■ The task
Reproduce the material below with "with a pin" swapped for "with a marker" at every occurrence, keeping everything else identical.
'''
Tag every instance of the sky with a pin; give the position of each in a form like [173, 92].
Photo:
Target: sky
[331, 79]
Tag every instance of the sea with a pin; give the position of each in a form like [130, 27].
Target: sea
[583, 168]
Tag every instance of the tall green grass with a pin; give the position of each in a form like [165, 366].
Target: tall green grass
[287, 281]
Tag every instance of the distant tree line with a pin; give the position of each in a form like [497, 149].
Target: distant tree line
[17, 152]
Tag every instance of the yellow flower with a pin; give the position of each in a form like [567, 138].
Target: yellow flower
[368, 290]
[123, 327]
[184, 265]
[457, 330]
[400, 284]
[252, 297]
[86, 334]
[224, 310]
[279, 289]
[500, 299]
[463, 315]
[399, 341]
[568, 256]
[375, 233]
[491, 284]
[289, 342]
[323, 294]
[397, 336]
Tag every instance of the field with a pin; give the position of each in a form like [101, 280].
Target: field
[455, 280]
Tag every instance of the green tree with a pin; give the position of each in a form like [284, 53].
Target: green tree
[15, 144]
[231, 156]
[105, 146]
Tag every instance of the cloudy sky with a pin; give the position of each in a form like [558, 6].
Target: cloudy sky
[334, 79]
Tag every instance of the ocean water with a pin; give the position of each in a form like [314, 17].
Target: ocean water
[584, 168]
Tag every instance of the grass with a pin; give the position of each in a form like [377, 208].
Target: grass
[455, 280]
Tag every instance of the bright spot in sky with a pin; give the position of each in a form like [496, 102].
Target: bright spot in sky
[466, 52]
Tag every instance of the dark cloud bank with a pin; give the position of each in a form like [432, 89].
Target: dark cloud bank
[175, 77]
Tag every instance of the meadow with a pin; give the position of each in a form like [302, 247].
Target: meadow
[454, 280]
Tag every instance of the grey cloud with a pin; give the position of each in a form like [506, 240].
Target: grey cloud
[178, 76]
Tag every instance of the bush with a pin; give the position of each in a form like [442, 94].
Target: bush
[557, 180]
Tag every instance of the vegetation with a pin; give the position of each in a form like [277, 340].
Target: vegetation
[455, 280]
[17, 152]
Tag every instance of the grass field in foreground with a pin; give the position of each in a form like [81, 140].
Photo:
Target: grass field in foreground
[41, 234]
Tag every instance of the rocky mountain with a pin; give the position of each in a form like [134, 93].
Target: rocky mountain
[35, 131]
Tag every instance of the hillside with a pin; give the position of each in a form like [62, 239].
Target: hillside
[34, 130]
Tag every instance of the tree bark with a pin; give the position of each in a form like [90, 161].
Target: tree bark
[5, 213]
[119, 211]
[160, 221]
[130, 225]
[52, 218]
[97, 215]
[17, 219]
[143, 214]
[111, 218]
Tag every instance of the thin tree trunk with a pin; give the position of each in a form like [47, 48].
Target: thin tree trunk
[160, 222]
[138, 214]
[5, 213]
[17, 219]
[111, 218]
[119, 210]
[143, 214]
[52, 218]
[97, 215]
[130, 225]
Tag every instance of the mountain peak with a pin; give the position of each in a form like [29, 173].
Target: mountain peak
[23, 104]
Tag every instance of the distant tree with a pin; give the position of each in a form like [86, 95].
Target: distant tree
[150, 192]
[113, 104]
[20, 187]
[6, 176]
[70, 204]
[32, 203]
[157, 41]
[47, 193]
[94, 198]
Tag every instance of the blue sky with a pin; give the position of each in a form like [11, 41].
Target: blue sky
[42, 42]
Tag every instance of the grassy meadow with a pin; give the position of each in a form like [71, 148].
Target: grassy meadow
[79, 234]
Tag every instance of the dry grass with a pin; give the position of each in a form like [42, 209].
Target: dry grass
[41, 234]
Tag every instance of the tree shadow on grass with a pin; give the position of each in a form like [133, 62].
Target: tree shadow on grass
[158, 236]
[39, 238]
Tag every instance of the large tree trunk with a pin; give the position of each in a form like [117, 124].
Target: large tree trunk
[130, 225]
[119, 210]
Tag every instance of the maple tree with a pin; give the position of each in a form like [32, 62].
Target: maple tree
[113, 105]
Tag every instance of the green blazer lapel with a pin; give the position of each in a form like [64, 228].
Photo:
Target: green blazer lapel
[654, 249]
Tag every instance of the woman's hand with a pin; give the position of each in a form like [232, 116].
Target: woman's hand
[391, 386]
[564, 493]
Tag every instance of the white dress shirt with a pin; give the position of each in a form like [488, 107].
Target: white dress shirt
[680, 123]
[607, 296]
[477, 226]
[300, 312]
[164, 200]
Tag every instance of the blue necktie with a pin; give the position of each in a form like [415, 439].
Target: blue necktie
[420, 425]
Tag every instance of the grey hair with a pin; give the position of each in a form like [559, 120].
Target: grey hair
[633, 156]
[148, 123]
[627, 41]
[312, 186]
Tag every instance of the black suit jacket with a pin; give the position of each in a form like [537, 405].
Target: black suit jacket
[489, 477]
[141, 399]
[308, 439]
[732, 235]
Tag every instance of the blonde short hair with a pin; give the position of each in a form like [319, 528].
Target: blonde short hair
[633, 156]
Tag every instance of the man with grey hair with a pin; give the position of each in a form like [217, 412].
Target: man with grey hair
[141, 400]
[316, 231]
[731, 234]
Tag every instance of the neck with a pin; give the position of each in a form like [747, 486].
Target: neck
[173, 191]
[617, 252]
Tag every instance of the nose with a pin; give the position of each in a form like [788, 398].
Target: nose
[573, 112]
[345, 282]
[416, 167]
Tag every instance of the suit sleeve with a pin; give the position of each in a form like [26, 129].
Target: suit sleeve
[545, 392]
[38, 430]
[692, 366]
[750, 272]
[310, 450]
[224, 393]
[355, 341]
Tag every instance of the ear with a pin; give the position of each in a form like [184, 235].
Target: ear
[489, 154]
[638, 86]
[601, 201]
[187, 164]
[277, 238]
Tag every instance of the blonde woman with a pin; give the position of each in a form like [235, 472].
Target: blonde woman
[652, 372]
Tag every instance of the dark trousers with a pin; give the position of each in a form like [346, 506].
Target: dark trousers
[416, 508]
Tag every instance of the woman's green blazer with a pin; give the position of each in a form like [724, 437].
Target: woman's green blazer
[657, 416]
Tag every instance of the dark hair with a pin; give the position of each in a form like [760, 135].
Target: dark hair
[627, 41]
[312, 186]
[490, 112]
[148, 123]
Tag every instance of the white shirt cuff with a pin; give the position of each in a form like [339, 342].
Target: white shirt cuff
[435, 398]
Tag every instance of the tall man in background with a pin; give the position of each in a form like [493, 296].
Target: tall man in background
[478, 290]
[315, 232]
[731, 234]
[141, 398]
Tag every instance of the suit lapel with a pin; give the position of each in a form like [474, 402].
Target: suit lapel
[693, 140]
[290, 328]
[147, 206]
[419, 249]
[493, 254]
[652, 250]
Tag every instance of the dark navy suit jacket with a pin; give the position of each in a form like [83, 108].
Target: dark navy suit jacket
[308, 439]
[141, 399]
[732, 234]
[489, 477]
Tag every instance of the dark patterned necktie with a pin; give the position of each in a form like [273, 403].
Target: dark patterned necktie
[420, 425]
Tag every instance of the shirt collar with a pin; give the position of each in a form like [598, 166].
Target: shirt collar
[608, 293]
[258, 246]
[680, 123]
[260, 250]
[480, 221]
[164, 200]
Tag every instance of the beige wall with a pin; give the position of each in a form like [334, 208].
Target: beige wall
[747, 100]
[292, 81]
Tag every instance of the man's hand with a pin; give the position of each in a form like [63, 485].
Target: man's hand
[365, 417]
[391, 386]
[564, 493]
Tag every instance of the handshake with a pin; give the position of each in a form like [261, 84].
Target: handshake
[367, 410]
'''
■ Problem solution
Tag every instance of the sky with a marker; give the position of each in a form like [173, 92].
Photo:
Target: sky
[331, 79]
Tag every instance of the sea with a marker; give the position of each in a form like [130, 27].
Target: sea
[583, 168]
Tag every instance of the tall green grass with a marker; give the position of each in a form like [165, 366].
Target: tall green grass
[287, 281]
Tag every instance of the distant tree line with a marker; give the position of each in a form like [497, 149].
Target: distant tree line
[17, 152]
Tag every instance of the yellow flower with a marker; give the position of each in a form like [567, 138].
Target: yellow flower
[368, 290]
[123, 327]
[184, 265]
[457, 330]
[400, 284]
[252, 297]
[86, 334]
[224, 310]
[279, 289]
[500, 299]
[463, 315]
[399, 341]
[568, 256]
[375, 233]
[491, 284]
[289, 342]
[323, 294]
[397, 336]
Tag every instance of the field with a marker; give the position of each in a form like [101, 280].
Target: field
[455, 280]
Tag every instance of the green tree with a marker; give the position of each in a form like [284, 53].
Target: green tree
[15, 144]
[231, 156]
[105, 146]
Tag every instance of the cloudy sky with a marker; give the position of each in a form like [558, 6].
Target: cloudy sky
[334, 79]
Tag every instance of the ocean water with a marker; give the position of each in a form like [314, 17].
Target: ocean water
[584, 168]
Tag every instance of the grass with a marker; give the position of each in a form like [377, 208].
Target: grass
[455, 280]
Tag every instance of the bright spot in sky with a marker; give the position of each in a form like [496, 102].
Target: bright spot in sky
[466, 52]
Tag every instance of the dark cloud bank with a marker; give the position of each in a form like [432, 89].
Target: dark cloud bank
[175, 77]
Tag every instance of the meadow with a marker; give the position of each in a form like [302, 247].
Target: meadow
[454, 280]
Tag every instance of the grey cloud with a marker; give the position of each in a form like [506, 240].
Target: grey cloud
[178, 76]
Tag every instance of the bush with a marker; give the position of each in a form like [442, 94].
Target: bush
[557, 180]
Tag every instance of the vegetation with a marker; give the position of each in a form like [277, 340].
Target: vegetation
[455, 280]
[17, 152]
Tag every instance of the grass field in foreground with a marker; give the position of each in a form like [81, 140].
Photo:
Target: grass field in foreground
[41, 234]
Tag every instance of the rocky mountain with a marker; give the position of each in a form like [134, 93].
Target: rocky mountain
[35, 131]
Tag every instance of the hillside with a marker; give the position of each in a form like [62, 239].
Target: hillside
[34, 130]
Tag every instance of the tree bark with a marker; give the position of each in a form like [90, 161].
Target: tree bark
[5, 213]
[119, 211]
[160, 221]
[130, 225]
[52, 218]
[97, 215]
[17, 219]
[143, 214]
[111, 218]
Tag every instance of the thin tree trunk with a marker; give the position of each in a form like [47, 48].
Target: thin tree trunk
[160, 222]
[138, 214]
[5, 213]
[17, 219]
[111, 218]
[119, 210]
[143, 214]
[52, 218]
[97, 215]
[130, 225]
Tag every instance of the mountain peak with a marker; give the position of each in a form like [29, 173].
Target: mountain peak
[23, 104]
Tag every instance of the distant tree with a marker; give the position of each in a form like [86, 95].
Target: distant tree
[150, 192]
[113, 104]
[20, 187]
[6, 176]
[70, 204]
[32, 203]
[157, 41]
[47, 193]
[94, 198]
Tag every instance of the blue sky with a marker; give the position of each in a form like [11, 41].
Target: blue sky
[42, 42]
Tag every instance of the grassy meadow with a marker; give the position of each in a form like [71, 148].
Target: grassy meadow
[79, 234]
Tag every instance of the dry grass with a marker; give the position of each in a form like [42, 209].
Target: dry grass
[41, 234]
Tag every instance of the tree shadow on grass with a marker; give the position of each in a form like [133, 62].
Target: tree shadow on grass
[158, 236]
[39, 238]
Tag every instance of the large tree trunk with a marker; give the position of each in a form like [117, 124].
Target: large tree trunk
[130, 225]
[119, 210]
Tag every instance of the maple tree with a marker; give the position of each in a form like [32, 62].
Target: maple tree
[113, 105]
Tag every instance of the green blazer lapel with a marker; give the position of each in a form like [64, 228].
Photo:
Target: green blazer lapel
[654, 249]
Tag every instance of the woman's hand with a marker; give the position of each in a form like [232, 116].
Target: woman's hand
[391, 386]
[564, 493]
Tag every instance of the white dress shirt with a marker; give the position of each in a form like [488, 107].
Target: white dress shirt
[680, 123]
[607, 296]
[477, 226]
[300, 312]
[164, 200]
Tag every instance of the blue necktie with a marker; give the position of each in a form like [415, 439].
Target: blue necktie
[420, 425]
Tag every instance of the grey hair with a marker; give the position of each in a form like [559, 120].
Target: grey hair
[633, 156]
[148, 123]
[627, 41]
[312, 186]
Tag every instance of the black suit jacket with a marker; give the position of each in a form like [537, 405].
Target: black suit jacket
[489, 477]
[141, 399]
[308, 439]
[732, 235]
Tag every instance of the blonde short hair with a marker; give the position of each in a form like [319, 528].
Target: blonde short hair
[633, 156]
Tag every instance of the man with grey hair with a marker; give the position of each in a form like [217, 412].
Target: man with grey hair
[141, 400]
[316, 231]
[731, 234]
Tag every instance of the neck with a marker; give the position of each in a form like [747, 486].
Target: neck
[173, 191]
[617, 252]
Tag every instance of the nose with a marker; give the position of each in a form like [788, 398].
Target: nose
[573, 112]
[345, 282]
[416, 167]
Tag every instance of the suit sleeve with a marker; give the position of each in a form like [26, 129].
Target: suit sleeve
[545, 392]
[38, 430]
[692, 366]
[750, 272]
[310, 450]
[224, 393]
[355, 341]
Tag every instance of the ear with a marker; give the position of each in a form like [184, 235].
Target: ear
[489, 154]
[638, 86]
[601, 201]
[187, 164]
[277, 238]
Tag every instance of the blonde woman with a marker; give the position of each in a form like [235, 472].
Target: blonde woman
[652, 372]
Tag every instance of the dark trousers with a marker; give the position of each in a form like [346, 506].
Target: dark trousers
[416, 508]
Tag every instance of the woman's green blazer with a marker; give the position of each in a form like [724, 437].
Target: woman's green blazer
[657, 416]
Tag every instance of the dark hair with a marker; give the position of each in a form like [760, 135].
Target: dark hair
[627, 41]
[312, 186]
[490, 112]
[148, 123]
Tag every instance of the white shirt cuff with a marker; give the position of each in a form like [339, 342].
Target: white shirt cuff
[435, 398]
Tag every instance of the tall man in background with a marker; give the position of each in a form like [493, 296].
Target: tall man in background
[478, 290]
[315, 232]
[731, 234]
[141, 398]
Tag every instance of the suit lapel with a marker; give the position of each in a form like [474, 402].
Target: suit lapel
[693, 140]
[290, 328]
[147, 206]
[419, 249]
[493, 254]
[652, 250]
Tag every instance of the dark navy suit jacket with a marker; give the position of each in a form like [83, 108].
Target: dark navy suit jacket
[308, 439]
[141, 399]
[732, 234]
[489, 477]
Tag every instance of the dark patterned necktie with a marker; give the position of each in a form like [273, 403].
Target: dark patterned necktie
[420, 425]
Tag every instance of the shirt collar with a marker; give the position of each in a form like [598, 166].
Target: shirt collar
[608, 293]
[258, 246]
[680, 123]
[260, 250]
[480, 221]
[164, 200]
Tag every instance of the beige wall with a marker; give the position of each in a form like [334, 208].
Target: beige wall
[747, 100]
[292, 81]
Tag every instance of the man's hand with a marker; give the position of each in a form like [63, 485].
Target: man's hand
[365, 417]
[391, 386]
[564, 493]
Tag every instance of the handshake with a marker; give the position of each in a form like [261, 84].
Target: handshake
[367, 410]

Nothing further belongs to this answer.